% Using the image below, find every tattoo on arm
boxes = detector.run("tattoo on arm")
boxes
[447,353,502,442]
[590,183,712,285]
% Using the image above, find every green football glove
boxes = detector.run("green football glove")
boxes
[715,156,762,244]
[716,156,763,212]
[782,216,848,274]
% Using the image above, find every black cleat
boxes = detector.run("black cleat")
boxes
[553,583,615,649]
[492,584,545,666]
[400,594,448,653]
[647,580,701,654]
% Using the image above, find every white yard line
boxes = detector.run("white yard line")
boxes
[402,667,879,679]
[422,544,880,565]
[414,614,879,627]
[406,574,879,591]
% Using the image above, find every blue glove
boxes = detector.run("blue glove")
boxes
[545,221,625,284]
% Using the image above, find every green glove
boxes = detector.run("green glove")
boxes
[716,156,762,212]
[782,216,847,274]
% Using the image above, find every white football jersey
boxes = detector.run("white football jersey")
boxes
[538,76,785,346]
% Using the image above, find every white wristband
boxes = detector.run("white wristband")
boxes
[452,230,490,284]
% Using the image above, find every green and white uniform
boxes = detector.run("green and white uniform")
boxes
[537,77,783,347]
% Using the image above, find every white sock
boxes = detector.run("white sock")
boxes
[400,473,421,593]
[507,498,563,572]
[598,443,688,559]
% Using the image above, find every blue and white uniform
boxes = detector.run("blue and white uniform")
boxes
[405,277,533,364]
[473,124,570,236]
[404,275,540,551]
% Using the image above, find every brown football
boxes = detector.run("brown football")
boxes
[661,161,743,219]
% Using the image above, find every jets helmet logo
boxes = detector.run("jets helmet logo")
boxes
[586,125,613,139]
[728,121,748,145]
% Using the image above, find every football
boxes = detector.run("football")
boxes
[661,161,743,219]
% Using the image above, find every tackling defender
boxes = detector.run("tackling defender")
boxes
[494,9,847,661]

··········

A word-for-word copy of the full listing is required.

TASK ANSWER —
% Using the image below, find every tattoo on arm
boxes = detector.run("tattoo on arm")
boxes
[447,353,502,442]
[590,183,712,285]
% Using the image above, find every green football glove
boxes = detector.run("green football glove")
boxes
[715,156,762,244]
[716,156,763,212]
[782,216,848,274]
% Using the image above, find every black cleat
boxes = detector.run("black cleat")
boxes
[553,583,615,649]
[492,584,545,666]
[400,594,448,653]
[647,580,701,654]
% Using the image above, find every white yard line
boxes = detector.run("white yard line")
boxes
[402,667,879,679]
[422,544,880,565]
[414,614,879,627]
[406,574,879,591]
% Using the image above, find every blue glove
boxes = detector.run("blue glove")
boxes
[545,221,625,284]
% Using the image above, find every green glove
boxes = detector.run("green glove")
boxes
[716,156,762,212]
[782,216,847,274]
% Using the image above, find every white football jersey
boxes = detector.run("white football jersey")
boxes
[538,76,785,346]
% Using the image above, find every white wristband
boxes = detector.run("white wristband")
boxes
[452,230,490,284]
% Using the image above, find every green and white uniform
boxes = detector.run("green and white uniform")
boxes
[537,77,783,347]
% Using the image above, find every white sock
boxes = detector.run("white sock")
boxes
[400,473,421,593]
[507,498,563,572]
[598,443,688,559]
% Using the image above, find every blue and white uniform
boxes = detector.run("blue and white uniform")
boxes
[405,277,533,364]
[473,124,570,236]
[404,275,540,551]
% Using the image above, find every brown football
boxes = detector.run("brown football")
boxes
[661,161,743,219]
% Using the image above, find every jets helmet logo
boxes = detector.run("jets helmet logo")
boxes
[586,125,613,139]
[728,121,748,145]
% Using the image above, find every football
boxes = detector.run("football")
boxes
[661,161,743,219]
% Using the image above, find every tackling defender
boxes = detector.run("tackling defender")
boxes
[494,9,847,661]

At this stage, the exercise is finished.